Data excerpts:
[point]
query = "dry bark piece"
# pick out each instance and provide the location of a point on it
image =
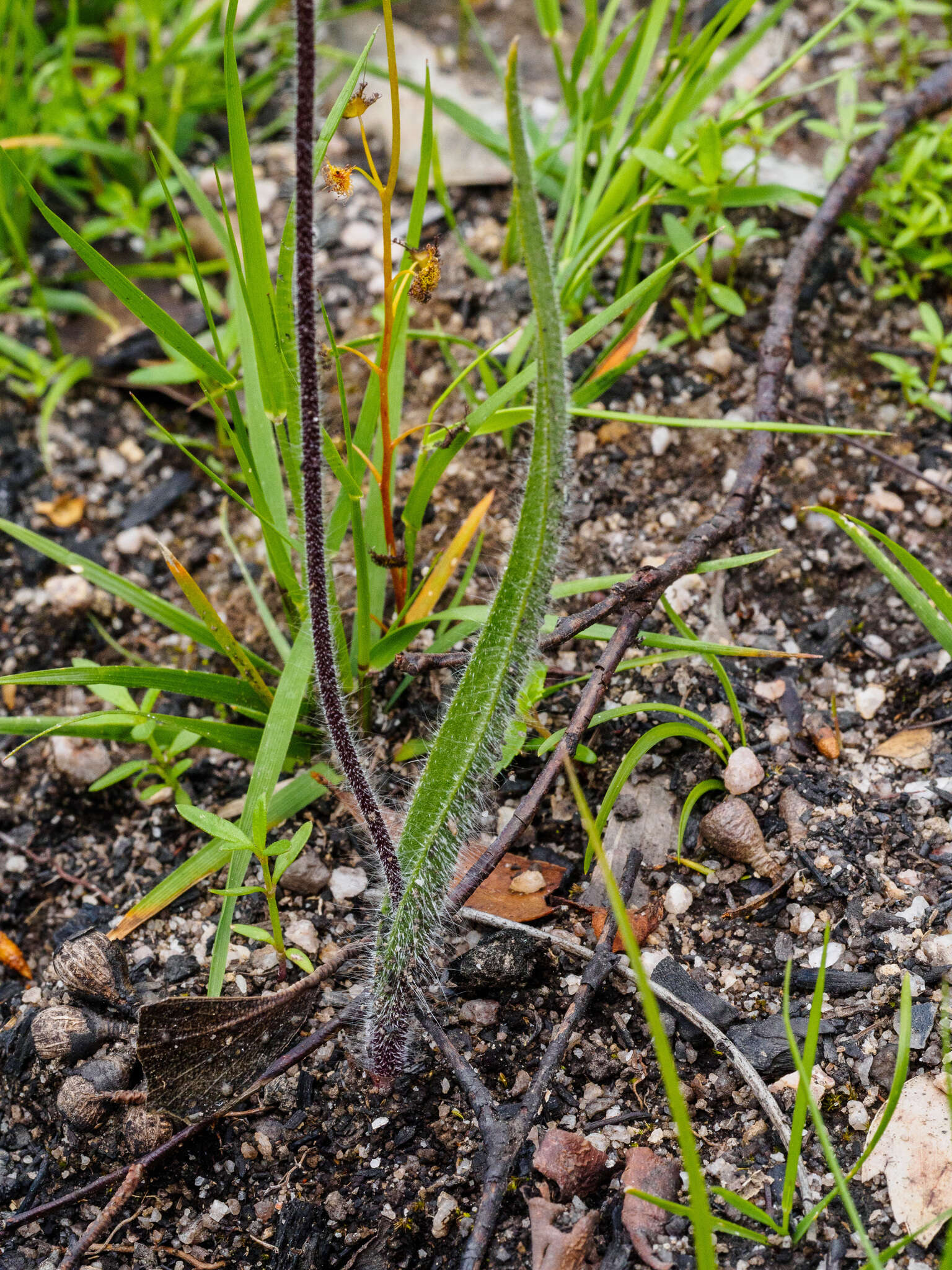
(95, 968)
(644, 1221)
(794, 807)
(499, 895)
(570, 1161)
(644, 921)
(64, 512)
(12, 957)
(731, 828)
(914, 1156)
(822, 734)
(553, 1249)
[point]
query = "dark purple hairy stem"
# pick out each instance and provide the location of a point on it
(312, 464)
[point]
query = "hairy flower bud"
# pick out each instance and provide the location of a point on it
(359, 102)
(338, 180)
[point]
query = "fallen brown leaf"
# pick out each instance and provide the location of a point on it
(914, 1155)
(64, 511)
(644, 921)
(553, 1249)
(823, 735)
(910, 747)
(643, 1221)
(498, 895)
(12, 957)
(570, 1161)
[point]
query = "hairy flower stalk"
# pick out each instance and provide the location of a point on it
(312, 465)
(443, 810)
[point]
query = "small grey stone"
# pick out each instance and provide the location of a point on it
(309, 876)
(883, 1066)
(923, 1018)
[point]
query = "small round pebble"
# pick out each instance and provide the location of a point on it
(346, 883)
(870, 699)
(857, 1116)
(743, 771)
(678, 900)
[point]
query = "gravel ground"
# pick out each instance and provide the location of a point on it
(324, 1171)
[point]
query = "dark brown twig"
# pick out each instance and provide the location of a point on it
(312, 465)
(146, 1162)
(47, 861)
(646, 586)
(505, 1127)
(134, 1176)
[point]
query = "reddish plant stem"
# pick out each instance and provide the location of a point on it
(312, 465)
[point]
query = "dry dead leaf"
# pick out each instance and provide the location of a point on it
(553, 1249)
(643, 1221)
(570, 1161)
(64, 511)
(527, 883)
(12, 957)
(644, 921)
(496, 894)
(914, 1155)
(910, 748)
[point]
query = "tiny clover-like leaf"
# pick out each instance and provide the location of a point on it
(296, 843)
(143, 730)
(284, 861)
(215, 826)
(300, 959)
(254, 933)
(118, 774)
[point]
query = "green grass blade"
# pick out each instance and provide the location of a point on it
(651, 738)
(152, 606)
(286, 802)
(700, 1210)
(201, 685)
(275, 747)
(933, 621)
(822, 1130)
(135, 300)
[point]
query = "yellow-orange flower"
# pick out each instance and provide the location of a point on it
(337, 180)
(426, 265)
(359, 102)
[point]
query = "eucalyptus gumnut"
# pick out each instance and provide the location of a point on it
(81, 1103)
(66, 1034)
(731, 830)
(145, 1130)
(95, 968)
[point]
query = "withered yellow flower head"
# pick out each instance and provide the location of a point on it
(359, 102)
(426, 265)
(337, 180)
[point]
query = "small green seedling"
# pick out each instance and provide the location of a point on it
(275, 860)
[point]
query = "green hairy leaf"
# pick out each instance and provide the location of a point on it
(469, 744)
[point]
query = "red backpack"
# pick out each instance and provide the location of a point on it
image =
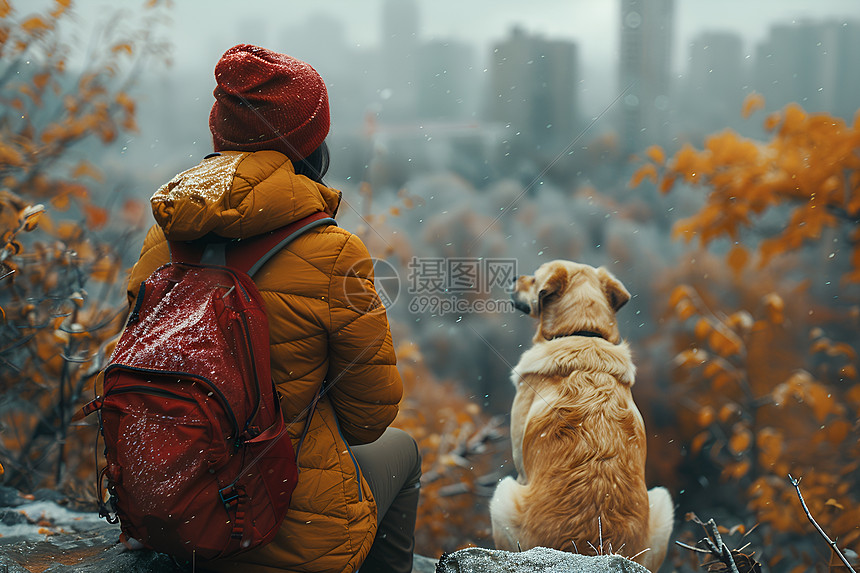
(199, 462)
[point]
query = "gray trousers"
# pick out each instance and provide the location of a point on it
(392, 467)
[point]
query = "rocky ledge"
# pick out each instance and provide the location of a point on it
(40, 533)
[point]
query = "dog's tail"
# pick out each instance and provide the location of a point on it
(505, 513)
(661, 519)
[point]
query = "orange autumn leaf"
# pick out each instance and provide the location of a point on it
(698, 442)
(706, 416)
(741, 440)
(87, 169)
(96, 217)
(646, 171)
(737, 258)
(702, 328)
(35, 24)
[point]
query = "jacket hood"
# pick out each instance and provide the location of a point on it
(238, 195)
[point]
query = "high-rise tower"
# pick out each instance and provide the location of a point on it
(645, 71)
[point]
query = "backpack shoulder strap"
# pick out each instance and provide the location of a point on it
(246, 255)
(250, 255)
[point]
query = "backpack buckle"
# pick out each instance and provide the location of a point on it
(232, 495)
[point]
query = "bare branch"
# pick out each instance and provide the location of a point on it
(796, 484)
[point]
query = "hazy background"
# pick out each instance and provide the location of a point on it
(490, 129)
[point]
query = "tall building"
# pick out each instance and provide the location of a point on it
(810, 63)
(714, 83)
(645, 72)
(400, 42)
(533, 89)
(446, 86)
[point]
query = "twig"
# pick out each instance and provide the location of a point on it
(796, 484)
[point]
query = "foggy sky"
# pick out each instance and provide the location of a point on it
(592, 23)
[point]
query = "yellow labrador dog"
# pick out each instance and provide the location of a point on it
(578, 439)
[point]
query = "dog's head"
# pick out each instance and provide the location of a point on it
(568, 297)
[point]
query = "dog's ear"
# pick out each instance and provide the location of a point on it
(616, 293)
(553, 284)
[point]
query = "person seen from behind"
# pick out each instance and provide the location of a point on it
(355, 502)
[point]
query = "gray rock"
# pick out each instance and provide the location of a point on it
(9, 565)
(117, 558)
(537, 560)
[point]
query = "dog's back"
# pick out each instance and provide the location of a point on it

• Problem to solve
Your task is to find every line above containing the word "gray" and copy it.

• Output for this task
query = "gray trousers"
query = "gray rock"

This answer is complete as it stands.